[TASK OBJECTIVE]: Revise the items below by replacing "one marker each" with "a single marker each" wherever it occurs. Leave everything else unchanged.

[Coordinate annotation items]
— Start —
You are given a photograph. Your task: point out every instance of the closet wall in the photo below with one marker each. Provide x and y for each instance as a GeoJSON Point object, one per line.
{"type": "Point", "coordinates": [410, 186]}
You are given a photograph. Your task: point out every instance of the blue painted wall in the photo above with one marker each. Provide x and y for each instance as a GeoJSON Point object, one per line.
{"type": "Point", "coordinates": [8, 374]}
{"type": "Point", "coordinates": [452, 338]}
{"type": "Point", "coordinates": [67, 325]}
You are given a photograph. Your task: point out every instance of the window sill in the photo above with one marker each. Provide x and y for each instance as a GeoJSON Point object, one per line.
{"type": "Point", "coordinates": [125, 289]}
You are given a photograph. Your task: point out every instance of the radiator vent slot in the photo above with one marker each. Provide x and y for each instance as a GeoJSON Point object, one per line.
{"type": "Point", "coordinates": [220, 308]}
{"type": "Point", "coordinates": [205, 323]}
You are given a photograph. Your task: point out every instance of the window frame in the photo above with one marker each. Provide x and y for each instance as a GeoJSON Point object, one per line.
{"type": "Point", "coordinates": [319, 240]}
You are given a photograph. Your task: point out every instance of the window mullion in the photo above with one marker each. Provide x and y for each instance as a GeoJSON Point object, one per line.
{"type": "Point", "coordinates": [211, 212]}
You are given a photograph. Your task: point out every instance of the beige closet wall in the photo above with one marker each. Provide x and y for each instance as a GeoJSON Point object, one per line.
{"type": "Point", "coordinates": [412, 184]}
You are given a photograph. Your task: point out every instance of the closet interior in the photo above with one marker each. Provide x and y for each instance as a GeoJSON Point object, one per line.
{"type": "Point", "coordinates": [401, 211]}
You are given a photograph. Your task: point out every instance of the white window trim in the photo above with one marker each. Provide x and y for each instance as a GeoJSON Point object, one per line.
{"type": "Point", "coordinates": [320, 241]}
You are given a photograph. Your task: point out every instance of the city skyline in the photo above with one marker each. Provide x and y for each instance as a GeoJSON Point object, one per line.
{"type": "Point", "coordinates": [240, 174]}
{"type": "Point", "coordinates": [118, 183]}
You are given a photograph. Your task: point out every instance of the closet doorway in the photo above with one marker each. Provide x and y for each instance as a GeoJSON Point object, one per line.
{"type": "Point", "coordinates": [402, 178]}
— End —
[EXERCISE ANSWER]:
You are given a photograph. Your task: point out every instance of the closet wall in the photo below with a single marker each. Provide x and y for each instance as a GeoJSON Point object, one per line.
{"type": "Point", "coordinates": [410, 186]}
You are given a photograph. Your task: point out every instance of the blue painted wall in the photo above with a single marker each. Provide x and y for each instance as a GeoJSON Point object, one per line.
{"type": "Point", "coordinates": [8, 374]}
{"type": "Point", "coordinates": [452, 338]}
{"type": "Point", "coordinates": [67, 325]}
You are given a photograph. Your task: point out every instance of the window sill in the photo above with a single marker each. Provide x and y for each instance as a GeoJSON Point object, one per line.
{"type": "Point", "coordinates": [125, 289]}
You are given a photograph. Your task: point out every instance of the radiator vent slot in the photo above with a single marker each. Provide x and y for each instance as a GeoJSON Point object, one per line.
{"type": "Point", "coordinates": [220, 308]}
{"type": "Point", "coordinates": [205, 323]}
You are given a photograph. Your task: point out every instance of the window frame in the photo above with a single marker each. Provide x and y for each instance as a GeoJSON Point object, one per line.
{"type": "Point", "coordinates": [319, 240]}
You are given a photograph. Your task: point out every instance of the window mullion in the photo above with a single marker each. Provide x and y for each instance as a GeoJSON Point object, one per line.
{"type": "Point", "coordinates": [211, 212]}
You are given a photograph. Your task: point out every instance of the beige closet wall in the photo above with a single marker each. Provide x and y for each instance as a GeoJSON Point object, one per line.
{"type": "Point", "coordinates": [412, 184]}
You are given a photograph. Your task: point out every instance of the closet interior in the photo above with a single marker each. Provide x and y for each instance as a GeoJSON Point object, one per line.
{"type": "Point", "coordinates": [401, 211]}
You are given a photograph. Your task: point out every instance of the white window trim in the photo above with a single marker each. Provide x and y for each instance as a GeoJSON Point object, one per line.
{"type": "Point", "coordinates": [320, 241]}
You are given a photograph. Your task: point out every instance of the city skyline in the photo above with a single marker each. Provide x and y for each instance as a GeoJSON Point object, one per line.
{"type": "Point", "coordinates": [240, 174]}
{"type": "Point", "coordinates": [118, 183]}
You are given a photograph. Your task: point out every instance of the closet doorway in the photo above with a single marker each. Provide x and y for each instance as a GeoJSON Point object, one per line.
{"type": "Point", "coordinates": [402, 178]}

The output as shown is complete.